*** Opening DATA FOR PROCESSING ***
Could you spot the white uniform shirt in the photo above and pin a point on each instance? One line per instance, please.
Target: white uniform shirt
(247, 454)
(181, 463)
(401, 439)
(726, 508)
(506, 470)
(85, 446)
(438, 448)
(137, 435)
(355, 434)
*** Closing DATA FOR PROCESSING ***
*** Opening DATA FOR PROCESSING ***
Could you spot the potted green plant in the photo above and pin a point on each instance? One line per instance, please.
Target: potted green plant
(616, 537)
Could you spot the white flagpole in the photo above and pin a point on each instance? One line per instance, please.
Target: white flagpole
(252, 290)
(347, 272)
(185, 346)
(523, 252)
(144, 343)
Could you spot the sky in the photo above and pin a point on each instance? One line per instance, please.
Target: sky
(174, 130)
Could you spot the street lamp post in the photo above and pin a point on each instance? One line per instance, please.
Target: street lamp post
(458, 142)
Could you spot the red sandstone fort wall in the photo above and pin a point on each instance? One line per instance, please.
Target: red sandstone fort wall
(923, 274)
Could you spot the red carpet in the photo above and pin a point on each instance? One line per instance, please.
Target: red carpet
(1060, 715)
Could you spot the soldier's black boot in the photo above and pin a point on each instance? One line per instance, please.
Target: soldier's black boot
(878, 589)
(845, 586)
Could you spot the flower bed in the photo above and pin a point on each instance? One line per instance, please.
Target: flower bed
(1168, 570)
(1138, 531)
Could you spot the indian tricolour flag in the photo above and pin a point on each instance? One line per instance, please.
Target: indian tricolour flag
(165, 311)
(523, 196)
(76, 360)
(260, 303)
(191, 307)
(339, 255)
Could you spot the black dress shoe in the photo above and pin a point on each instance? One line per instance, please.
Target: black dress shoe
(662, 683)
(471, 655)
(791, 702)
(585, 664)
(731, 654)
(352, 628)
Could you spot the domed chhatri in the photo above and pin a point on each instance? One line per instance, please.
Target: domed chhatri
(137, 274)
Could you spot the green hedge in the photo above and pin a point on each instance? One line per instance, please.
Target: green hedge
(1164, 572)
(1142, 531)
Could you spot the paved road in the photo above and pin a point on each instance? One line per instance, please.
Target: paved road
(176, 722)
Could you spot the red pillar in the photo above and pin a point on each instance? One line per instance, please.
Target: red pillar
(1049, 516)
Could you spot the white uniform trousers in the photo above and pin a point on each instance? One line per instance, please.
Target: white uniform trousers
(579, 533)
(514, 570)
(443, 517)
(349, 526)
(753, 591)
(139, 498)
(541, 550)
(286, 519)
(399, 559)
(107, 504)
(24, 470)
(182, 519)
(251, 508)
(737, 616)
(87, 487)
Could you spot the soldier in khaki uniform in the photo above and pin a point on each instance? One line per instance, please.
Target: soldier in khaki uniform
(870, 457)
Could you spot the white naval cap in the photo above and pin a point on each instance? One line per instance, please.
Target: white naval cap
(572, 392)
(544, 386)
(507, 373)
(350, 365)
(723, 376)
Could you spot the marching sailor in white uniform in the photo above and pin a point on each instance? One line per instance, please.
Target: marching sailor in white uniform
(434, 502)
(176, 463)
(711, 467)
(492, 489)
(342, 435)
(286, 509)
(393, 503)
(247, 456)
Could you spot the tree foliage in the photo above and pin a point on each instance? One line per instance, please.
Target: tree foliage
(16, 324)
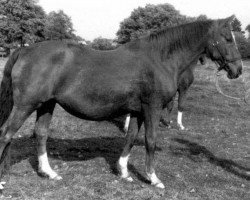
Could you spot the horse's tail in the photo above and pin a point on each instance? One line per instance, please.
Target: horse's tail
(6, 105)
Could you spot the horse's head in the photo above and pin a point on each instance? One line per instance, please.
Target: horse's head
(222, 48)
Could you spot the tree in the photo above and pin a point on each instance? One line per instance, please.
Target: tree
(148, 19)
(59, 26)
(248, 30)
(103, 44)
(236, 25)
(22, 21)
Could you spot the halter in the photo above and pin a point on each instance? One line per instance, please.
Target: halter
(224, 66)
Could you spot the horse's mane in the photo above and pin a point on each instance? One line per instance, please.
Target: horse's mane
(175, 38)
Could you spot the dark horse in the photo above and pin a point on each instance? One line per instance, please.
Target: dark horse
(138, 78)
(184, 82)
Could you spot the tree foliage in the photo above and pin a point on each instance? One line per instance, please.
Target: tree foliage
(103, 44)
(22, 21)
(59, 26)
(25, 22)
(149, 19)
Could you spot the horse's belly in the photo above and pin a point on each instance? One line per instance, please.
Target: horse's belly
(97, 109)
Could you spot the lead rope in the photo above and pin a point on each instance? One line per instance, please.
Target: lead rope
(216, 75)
*** Closing DATA FOR PROCESSING ***
## [HOW TO COMPLETE THIS TASK]
Reprint exactly the lines above that start at the one with "Could you spot the red pillar" and end at the one with "Could you spot the white uniform trousers", keeping both and adding none.

## [ANSWER TO THIS TASK]
Could you spot the red pillar in the photo above and pin a point on each instance? One line per instance, please.
Target: red pillar
(1049, 516)
Could you spot the white uniform trousers in the photo above and pin a point on each instance? One line per instance, please.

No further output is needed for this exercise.